**Required task:** Please rewrite the items below, changing "Emit bounding boxes for" to "Give bounding boxes for" and keeping everything else the same. Leave out the pictures.

**Materials provided:**
# # # # # # #

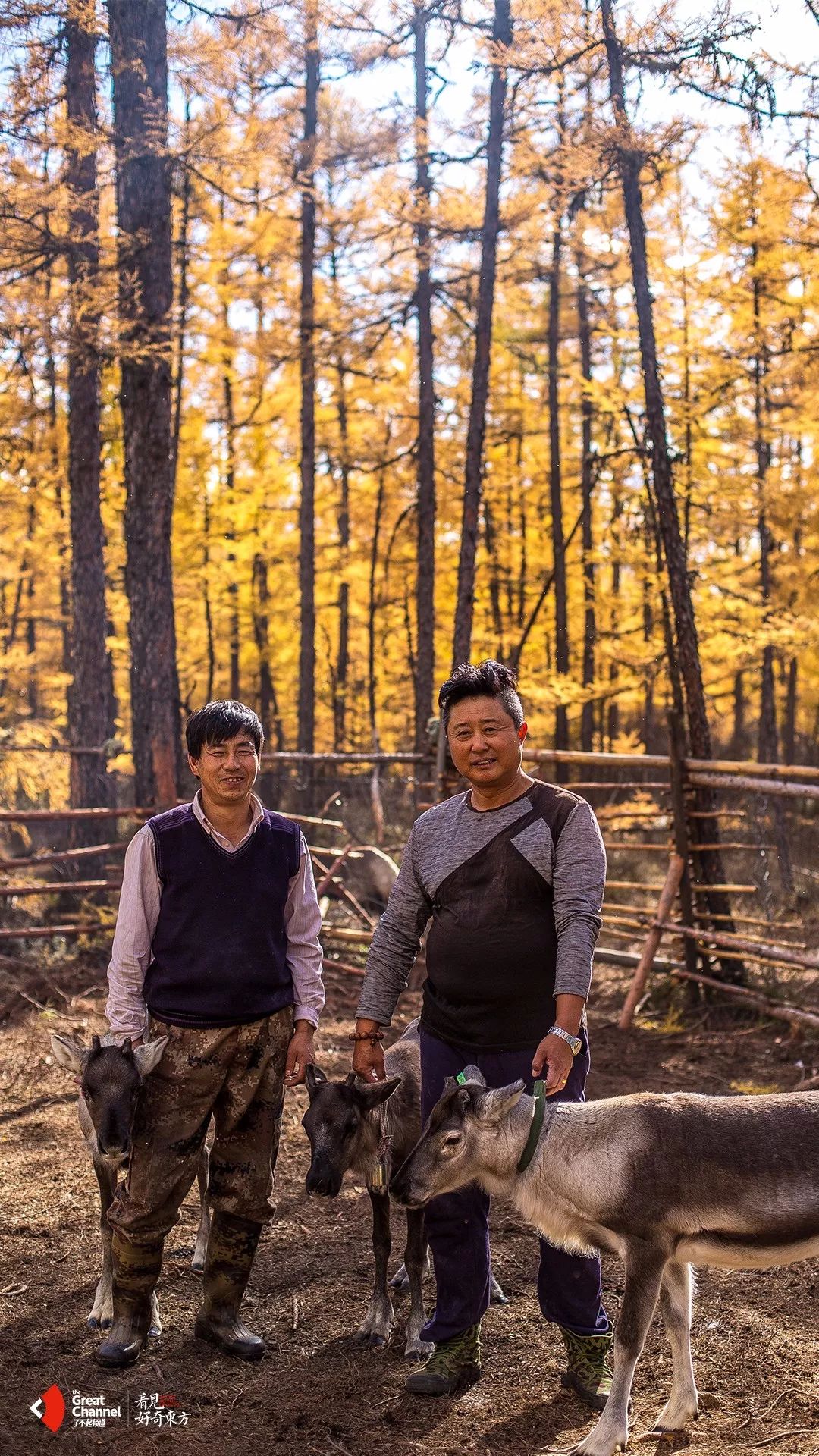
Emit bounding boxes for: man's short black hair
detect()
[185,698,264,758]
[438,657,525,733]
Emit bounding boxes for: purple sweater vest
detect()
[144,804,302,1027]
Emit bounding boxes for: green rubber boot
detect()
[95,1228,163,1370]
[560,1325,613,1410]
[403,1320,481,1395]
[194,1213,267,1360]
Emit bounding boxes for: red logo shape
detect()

# # # # # # #

**Output of the exercise:**
Give bounding boxes for: man's short black hair
detect()
[185,698,264,758]
[438,657,525,733]
Give bounding boxes for: purple sweater vest
detect()
[144,804,302,1027]
Give bounding boxes for: green rubber boot
detect()
[95,1228,163,1370]
[560,1325,613,1410]
[403,1320,481,1395]
[194,1213,267,1360]
Give bounding boxes for: red logo shape
detect()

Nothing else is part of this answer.